- [Given problem]:
Report each line of the items below that contains the word "with". Case counts, so match capitalization.

Supplied material start

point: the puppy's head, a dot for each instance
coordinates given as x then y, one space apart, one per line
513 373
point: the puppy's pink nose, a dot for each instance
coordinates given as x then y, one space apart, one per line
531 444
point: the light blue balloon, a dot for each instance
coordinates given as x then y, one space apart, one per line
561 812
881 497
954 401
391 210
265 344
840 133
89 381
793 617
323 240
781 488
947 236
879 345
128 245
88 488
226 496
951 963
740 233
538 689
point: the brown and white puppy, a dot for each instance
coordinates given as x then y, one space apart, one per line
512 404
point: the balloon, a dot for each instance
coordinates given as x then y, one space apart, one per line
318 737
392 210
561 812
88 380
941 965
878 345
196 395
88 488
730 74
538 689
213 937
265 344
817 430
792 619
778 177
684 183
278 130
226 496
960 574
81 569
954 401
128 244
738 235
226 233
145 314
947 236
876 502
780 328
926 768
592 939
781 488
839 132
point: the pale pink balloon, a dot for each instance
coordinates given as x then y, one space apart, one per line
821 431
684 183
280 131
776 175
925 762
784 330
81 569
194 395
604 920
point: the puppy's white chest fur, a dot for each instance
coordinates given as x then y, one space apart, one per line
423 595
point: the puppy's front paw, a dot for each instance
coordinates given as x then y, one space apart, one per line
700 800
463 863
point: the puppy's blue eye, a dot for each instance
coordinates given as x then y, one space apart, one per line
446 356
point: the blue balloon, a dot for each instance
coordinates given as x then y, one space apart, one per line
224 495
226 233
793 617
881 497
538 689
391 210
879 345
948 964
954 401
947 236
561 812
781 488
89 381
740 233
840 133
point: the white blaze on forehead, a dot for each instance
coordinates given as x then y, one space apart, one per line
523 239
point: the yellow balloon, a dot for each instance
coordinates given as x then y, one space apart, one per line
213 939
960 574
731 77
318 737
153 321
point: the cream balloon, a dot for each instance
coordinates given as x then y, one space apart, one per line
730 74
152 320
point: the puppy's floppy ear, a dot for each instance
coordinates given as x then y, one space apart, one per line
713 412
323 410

Supplied material end
Supplied material start

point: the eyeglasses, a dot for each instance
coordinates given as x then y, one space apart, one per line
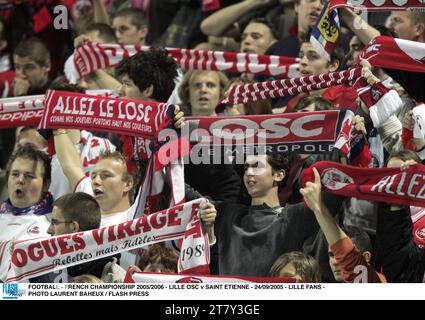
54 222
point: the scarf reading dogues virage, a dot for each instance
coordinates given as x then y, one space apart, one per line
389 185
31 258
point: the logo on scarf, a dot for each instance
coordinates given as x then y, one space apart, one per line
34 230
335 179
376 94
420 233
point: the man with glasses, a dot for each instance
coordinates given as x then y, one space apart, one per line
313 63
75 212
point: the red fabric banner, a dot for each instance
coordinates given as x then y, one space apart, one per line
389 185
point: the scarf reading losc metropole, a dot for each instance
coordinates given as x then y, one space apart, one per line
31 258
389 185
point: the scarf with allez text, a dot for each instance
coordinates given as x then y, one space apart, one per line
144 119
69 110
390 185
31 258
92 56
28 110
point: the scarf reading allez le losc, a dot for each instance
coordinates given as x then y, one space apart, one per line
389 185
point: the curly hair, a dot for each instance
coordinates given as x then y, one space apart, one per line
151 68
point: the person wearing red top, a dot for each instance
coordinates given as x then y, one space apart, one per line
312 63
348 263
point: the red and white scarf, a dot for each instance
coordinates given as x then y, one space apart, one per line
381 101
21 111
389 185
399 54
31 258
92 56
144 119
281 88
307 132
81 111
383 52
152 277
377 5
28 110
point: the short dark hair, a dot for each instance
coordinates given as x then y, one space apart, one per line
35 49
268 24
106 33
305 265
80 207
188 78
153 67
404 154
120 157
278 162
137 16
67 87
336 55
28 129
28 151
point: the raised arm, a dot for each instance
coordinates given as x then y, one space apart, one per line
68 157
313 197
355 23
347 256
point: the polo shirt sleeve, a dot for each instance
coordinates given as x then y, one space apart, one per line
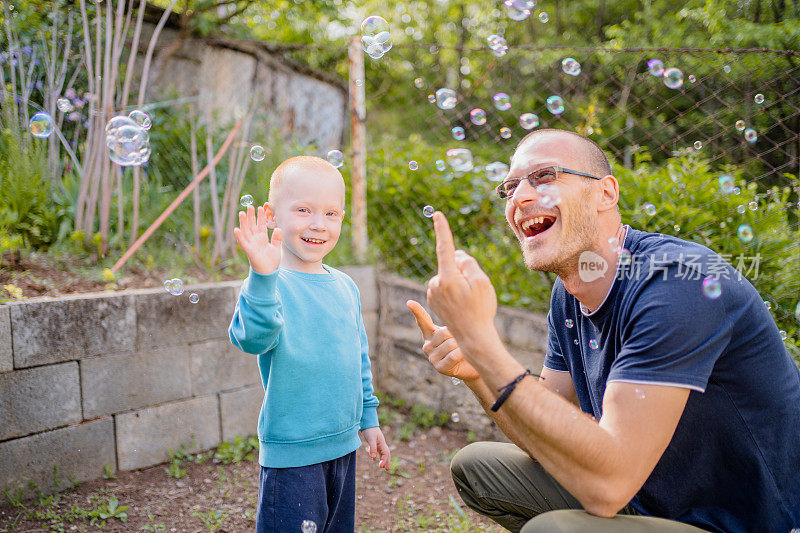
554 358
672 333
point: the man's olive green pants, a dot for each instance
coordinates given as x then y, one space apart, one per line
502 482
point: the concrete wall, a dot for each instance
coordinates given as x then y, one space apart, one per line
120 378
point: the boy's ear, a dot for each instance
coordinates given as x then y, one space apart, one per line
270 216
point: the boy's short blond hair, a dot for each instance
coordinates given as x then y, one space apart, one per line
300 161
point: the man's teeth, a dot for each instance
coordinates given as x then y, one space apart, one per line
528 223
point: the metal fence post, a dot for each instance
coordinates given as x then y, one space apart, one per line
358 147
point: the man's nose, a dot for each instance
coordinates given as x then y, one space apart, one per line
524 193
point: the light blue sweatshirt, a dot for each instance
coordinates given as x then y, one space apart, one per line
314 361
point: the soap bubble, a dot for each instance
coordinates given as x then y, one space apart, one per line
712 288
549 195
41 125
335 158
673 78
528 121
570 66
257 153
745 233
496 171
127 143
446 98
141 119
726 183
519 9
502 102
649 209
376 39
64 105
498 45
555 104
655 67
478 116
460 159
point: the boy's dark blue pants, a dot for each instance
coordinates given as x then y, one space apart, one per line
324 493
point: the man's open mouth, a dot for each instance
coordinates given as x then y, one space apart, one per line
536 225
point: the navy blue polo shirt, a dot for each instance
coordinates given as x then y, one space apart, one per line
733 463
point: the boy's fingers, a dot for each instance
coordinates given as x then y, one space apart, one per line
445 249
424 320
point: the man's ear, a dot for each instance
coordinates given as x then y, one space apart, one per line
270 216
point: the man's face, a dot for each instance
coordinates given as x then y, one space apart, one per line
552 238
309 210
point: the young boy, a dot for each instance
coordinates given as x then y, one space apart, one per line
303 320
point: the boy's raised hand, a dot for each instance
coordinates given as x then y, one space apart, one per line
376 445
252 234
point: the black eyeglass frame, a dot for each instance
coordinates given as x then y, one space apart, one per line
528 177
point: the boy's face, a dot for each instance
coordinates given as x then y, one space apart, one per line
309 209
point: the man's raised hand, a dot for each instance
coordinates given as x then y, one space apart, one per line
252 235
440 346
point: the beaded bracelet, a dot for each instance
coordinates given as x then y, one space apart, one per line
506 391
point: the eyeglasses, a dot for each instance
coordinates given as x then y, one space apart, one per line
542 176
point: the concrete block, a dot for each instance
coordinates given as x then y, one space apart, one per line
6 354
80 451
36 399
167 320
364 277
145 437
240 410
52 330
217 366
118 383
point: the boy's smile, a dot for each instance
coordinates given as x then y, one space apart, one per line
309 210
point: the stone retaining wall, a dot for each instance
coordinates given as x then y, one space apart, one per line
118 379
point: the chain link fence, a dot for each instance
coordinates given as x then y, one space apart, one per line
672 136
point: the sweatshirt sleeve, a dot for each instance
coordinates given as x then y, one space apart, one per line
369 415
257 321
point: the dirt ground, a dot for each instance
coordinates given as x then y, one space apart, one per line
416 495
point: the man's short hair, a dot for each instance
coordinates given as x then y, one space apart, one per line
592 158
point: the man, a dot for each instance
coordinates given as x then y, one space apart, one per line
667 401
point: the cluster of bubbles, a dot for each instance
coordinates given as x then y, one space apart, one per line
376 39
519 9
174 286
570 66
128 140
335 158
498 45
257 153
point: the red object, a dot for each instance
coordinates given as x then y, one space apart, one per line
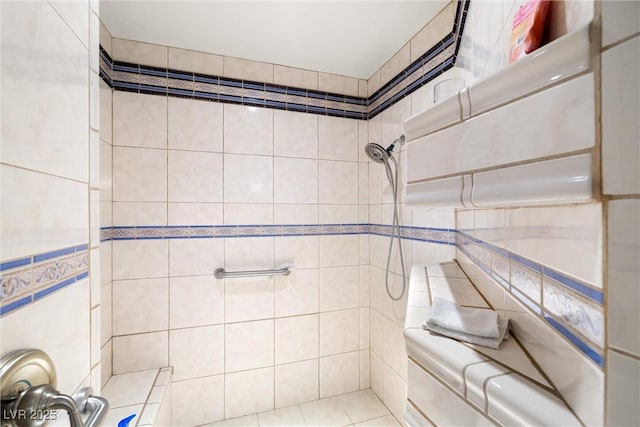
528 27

Supplied material end

- [Final result]:
point: the man with glasses, a dot for each instance
point: the scarf with allez text, a dot for each instance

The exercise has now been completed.